Information:

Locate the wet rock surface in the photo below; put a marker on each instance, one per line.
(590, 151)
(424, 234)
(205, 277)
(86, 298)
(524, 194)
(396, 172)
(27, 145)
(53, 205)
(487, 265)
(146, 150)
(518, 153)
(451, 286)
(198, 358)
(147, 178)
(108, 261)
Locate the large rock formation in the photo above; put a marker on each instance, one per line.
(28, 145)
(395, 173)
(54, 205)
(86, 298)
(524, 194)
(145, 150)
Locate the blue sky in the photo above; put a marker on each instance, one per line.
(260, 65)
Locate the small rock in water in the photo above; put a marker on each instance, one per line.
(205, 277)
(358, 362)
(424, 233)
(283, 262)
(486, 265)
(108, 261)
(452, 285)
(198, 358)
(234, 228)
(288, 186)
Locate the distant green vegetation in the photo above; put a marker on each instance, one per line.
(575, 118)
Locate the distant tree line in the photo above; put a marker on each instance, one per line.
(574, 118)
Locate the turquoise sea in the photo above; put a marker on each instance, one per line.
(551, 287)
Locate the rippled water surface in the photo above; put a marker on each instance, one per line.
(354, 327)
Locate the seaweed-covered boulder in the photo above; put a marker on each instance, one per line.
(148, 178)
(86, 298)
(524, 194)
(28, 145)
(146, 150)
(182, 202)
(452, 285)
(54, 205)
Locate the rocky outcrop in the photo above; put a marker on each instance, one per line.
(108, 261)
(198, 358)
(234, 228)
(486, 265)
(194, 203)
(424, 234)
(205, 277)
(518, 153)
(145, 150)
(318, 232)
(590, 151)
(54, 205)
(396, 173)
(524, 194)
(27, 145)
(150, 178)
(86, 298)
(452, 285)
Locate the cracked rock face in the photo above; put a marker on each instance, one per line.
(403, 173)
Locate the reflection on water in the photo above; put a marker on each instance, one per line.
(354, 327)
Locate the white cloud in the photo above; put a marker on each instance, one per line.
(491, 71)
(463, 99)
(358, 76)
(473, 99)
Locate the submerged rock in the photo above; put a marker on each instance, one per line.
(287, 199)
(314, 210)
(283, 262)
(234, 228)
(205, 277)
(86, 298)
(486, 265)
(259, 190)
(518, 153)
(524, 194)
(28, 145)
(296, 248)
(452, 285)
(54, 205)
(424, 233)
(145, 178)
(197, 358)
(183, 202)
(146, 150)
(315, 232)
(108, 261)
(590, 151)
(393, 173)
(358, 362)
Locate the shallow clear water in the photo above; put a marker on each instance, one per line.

==

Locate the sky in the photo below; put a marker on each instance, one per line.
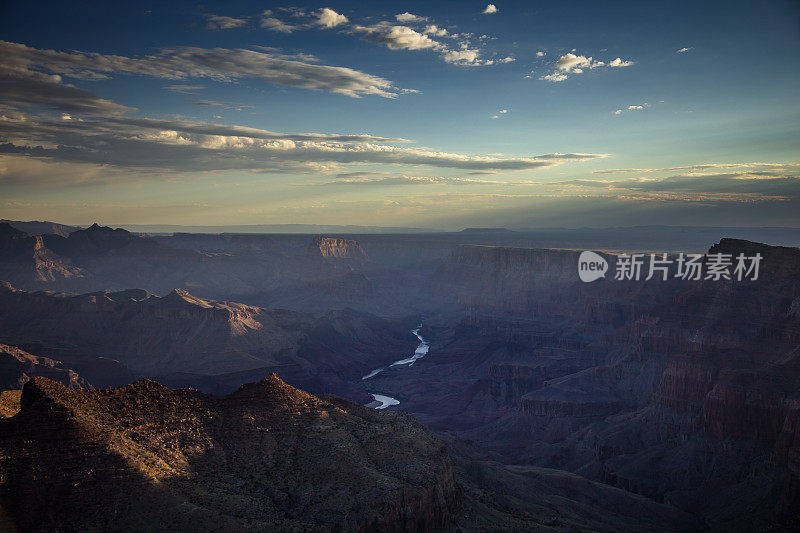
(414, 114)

---

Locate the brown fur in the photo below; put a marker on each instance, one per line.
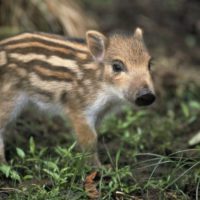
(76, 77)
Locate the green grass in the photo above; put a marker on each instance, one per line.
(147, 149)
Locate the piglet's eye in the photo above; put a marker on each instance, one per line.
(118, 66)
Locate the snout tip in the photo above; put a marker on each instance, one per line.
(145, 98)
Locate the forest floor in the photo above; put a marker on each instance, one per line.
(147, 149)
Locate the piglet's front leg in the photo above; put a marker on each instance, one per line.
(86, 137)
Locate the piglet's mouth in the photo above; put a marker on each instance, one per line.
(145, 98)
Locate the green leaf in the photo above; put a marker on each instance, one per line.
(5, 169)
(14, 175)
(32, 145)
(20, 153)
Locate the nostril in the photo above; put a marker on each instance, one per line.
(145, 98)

Task instructions:
In the listing above, locate the line with "Locate the turquoise" and the line with "Locate the shallow", then extract exactly those lines and every line between them, and nothing more.

Response area:
Locate the turquoise sea in the photo above; put a marker on each instance, one per line.
(551, 287)
Locate the rippled water surface in the photo above; put a marker on each instance, one per line.
(354, 327)
Locate the seaweed-covered boulder in the photo above; put a marker on each instance, one per line.
(148, 178)
(86, 298)
(524, 194)
(28, 145)
(146, 150)
(182, 202)
(452, 285)
(54, 205)
Locate the rocky outcrop in the photo above; put a marker on each instance, one per line.
(108, 261)
(198, 358)
(234, 228)
(486, 265)
(194, 203)
(424, 234)
(205, 277)
(518, 153)
(145, 150)
(318, 232)
(590, 151)
(54, 205)
(396, 173)
(524, 194)
(27, 145)
(150, 178)
(86, 298)
(452, 285)
Locate the cracked rock face in the photo above; put a marker on each instance, one per line.
(403, 173)
Locate the reflection on water in the photo above; put a marker on each instance, one per line.
(354, 327)
Locate the white cloud in the photo above; put a marker on each instance, one per line.
(491, 71)
(463, 99)
(358, 76)
(473, 99)
Locate the submerged rock in the photo above; put a marker on each instance, one per line.
(287, 199)
(314, 210)
(283, 262)
(234, 228)
(205, 277)
(86, 298)
(486, 265)
(259, 190)
(518, 153)
(524, 194)
(28, 145)
(296, 248)
(452, 285)
(54, 205)
(424, 233)
(145, 178)
(197, 358)
(183, 202)
(146, 150)
(315, 232)
(108, 261)
(590, 151)
(393, 173)
(358, 362)
Locate the shallow clear water in the photo above; put a marker on each instance, one per line.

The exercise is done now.